--- WORK TO DO ---
Quote the lines that start at the line containing "output [[303, 295]]." and end at the line containing "[[504, 278], [166, 299]]", with both of those lines included.
— START OF DATA EXCERPTS —
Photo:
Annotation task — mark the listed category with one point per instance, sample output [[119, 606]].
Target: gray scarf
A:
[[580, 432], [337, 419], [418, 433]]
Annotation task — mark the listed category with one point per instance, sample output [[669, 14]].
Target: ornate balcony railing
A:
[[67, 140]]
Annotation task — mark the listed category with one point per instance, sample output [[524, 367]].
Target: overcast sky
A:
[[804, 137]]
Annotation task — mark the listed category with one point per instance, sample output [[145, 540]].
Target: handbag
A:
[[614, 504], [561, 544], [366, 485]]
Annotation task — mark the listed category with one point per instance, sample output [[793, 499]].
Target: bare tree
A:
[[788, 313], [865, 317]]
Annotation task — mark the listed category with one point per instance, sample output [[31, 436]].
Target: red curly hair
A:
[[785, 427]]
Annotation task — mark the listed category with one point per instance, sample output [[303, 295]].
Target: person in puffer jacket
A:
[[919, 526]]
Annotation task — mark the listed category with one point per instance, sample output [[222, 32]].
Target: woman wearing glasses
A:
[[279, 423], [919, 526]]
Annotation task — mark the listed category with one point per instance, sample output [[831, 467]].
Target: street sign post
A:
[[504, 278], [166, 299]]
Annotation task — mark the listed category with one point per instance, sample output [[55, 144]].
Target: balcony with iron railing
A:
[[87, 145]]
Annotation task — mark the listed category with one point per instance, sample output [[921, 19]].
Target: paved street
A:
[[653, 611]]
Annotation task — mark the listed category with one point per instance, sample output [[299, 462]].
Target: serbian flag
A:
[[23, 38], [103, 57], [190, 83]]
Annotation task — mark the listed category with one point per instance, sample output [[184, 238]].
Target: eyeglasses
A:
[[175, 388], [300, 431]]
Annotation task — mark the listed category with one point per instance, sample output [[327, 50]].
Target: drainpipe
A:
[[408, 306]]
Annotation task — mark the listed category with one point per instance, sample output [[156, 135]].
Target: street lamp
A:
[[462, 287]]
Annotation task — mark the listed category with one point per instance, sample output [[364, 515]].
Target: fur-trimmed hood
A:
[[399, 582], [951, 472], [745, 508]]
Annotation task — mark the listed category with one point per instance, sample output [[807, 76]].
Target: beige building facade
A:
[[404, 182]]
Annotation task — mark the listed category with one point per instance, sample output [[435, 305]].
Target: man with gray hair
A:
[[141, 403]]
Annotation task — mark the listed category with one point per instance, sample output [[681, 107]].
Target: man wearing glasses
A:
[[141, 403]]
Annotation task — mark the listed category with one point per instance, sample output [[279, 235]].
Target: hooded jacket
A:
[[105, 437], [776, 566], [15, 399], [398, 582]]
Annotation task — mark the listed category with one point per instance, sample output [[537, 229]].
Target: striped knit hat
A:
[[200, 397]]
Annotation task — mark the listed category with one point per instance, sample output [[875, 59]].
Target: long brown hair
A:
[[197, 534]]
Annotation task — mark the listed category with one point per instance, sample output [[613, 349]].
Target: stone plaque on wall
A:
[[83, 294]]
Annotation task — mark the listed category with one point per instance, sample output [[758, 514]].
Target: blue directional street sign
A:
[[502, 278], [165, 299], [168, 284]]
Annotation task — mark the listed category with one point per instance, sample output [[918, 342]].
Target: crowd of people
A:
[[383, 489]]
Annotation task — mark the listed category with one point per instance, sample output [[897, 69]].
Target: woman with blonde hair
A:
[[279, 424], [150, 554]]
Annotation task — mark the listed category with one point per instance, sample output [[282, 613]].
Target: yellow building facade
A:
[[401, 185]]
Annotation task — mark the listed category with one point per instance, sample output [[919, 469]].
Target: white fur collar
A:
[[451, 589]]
— END OF DATA EXCERPTS —
--- FINISHED ANSWER ---
Annotation task — mark the listed category with one point per instance, sample output [[303, 295]].
Target: person in puffer jacket
A:
[[919, 526]]
Annotation task — mark the listed category with one point per instance, sample output [[222, 32]].
Target: woman wearing glasses
A:
[[279, 423], [919, 526]]
Annotation task — mark the listed category with one point per instance, sample output [[831, 467]].
Target: street sign post
A:
[[504, 278], [166, 299]]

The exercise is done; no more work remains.